* _WHAT IS ASKED_: Below is a set of records. Repeat all of them exactly.
====== DATASET CONTENT
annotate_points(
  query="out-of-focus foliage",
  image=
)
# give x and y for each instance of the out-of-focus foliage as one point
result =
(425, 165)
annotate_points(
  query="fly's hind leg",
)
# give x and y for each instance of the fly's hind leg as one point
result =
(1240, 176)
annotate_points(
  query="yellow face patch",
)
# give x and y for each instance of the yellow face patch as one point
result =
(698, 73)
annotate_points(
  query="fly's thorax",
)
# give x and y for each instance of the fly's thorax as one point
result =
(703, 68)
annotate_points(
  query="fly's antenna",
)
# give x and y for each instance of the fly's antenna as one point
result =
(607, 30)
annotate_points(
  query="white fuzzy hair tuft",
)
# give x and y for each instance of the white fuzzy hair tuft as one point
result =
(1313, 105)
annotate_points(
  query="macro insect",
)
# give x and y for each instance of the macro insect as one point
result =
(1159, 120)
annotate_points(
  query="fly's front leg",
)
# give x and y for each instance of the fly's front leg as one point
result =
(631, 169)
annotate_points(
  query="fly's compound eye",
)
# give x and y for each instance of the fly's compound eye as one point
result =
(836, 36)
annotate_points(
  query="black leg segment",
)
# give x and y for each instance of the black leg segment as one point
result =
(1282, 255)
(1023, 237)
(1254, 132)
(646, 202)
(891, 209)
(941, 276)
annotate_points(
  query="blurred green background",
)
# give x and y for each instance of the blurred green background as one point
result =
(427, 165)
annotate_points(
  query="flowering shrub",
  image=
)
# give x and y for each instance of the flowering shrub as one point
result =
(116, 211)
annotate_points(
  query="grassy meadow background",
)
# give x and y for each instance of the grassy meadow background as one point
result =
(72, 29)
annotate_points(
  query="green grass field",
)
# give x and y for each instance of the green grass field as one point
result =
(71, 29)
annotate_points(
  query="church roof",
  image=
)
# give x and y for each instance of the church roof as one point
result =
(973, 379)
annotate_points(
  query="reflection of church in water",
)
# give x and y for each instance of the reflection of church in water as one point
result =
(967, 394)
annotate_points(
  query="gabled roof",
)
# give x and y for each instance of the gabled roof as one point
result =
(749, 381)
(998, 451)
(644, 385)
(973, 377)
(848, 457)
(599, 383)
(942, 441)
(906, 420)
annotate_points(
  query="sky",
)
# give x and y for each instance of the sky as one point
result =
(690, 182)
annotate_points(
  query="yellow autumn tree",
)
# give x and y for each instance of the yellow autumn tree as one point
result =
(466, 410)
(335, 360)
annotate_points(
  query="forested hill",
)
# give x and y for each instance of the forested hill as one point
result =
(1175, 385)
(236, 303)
============
* _WRITTEN SOLUTION_:
annotate_points(
  query="out-of-focus foliage",
  image=
)
# give x and y for each instance of the out-of-focus foliage as one point
result =
(425, 165)
annotate_points(
  query="fly's hind leg",
)
# give x and y for each instance of the fly's hind leg as one point
result =
(1240, 176)
annotate_points(
  query="yellow face patch",
)
# give x and y for each instance of the yellow face patch as one point
result =
(698, 73)
annotate_points(
  query="fly's thorax",
)
# give x and y for each instance of the fly's thorax as one point
result =
(703, 68)
annotate_points(
  query="fly's antenna",
)
# give x and y for each instance of the fly's antenna as one point
result =
(607, 30)
annotate_points(
  query="white fuzzy hair tuft",
)
# give x and y for each instance of the white fuzzy hair tuft as one point
result =
(1313, 105)
annotate_points(
  query="macro insect",
)
# give x and y for each instance of the macro insect as one point
result =
(1159, 120)
annotate_points(
  query="fly's front leg",
)
# give x and y for each instance of the fly's front leg as one point
result =
(631, 169)
annotate_points(
  query="fly's compound eye",
)
# give x and y for each instance of the fly's compound eye as one point
result =
(836, 36)
annotate_points(
  query="black leg segment",
)
# give x and y for each instance of the black leg segment as one point
result =
(1282, 255)
(1023, 237)
(1254, 132)
(646, 202)
(891, 209)
(941, 276)
annotate_points(
  query="blurred green background",
)
# give x and y for each instance of the blurred green background as one point
result =
(427, 165)
annotate_points(
  query="flowering shrub",
  image=
)
# give x and y for each instance of the flowering shrub as one point
result =
(116, 211)
annotate_points(
  query="grassy meadow background",
)
# give x and y for each instance of the grassy meadow background as one point
result =
(72, 29)
annotate_points(
  query="green grass field",
)
# give x and y for each instance of the green grass field as one point
result =
(71, 29)
annotate_points(
  query="church roof",
  image=
)
# give x and y for each instance of the church roof as one point
result =
(973, 379)
annotate_points(
  query="reflection of church in water",
)
# give x and y for each instance of the reflection of church in water as one point
result =
(967, 394)
annotate_points(
  query="gabled roof",
)
# give x and y for each instance of the gabled roof as one point
result =
(749, 381)
(998, 451)
(644, 385)
(973, 377)
(848, 457)
(599, 383)
(942, 441)
(906, 420)
annotate_points(
  query="sky",
)
# give x and y for each instance of the sky as one point
result =
(690, 182)
annotate_points(
  query="yellow autumn tree",
)
# give x and y for each instance of the yellow autumn tree as one point
result =
(466, 410)
(335, 360)
annotate_points(
  query="forested hill",
)
# give x and y for each instance of the forested hill as one point
result =
(1175, 385)
(236, 303)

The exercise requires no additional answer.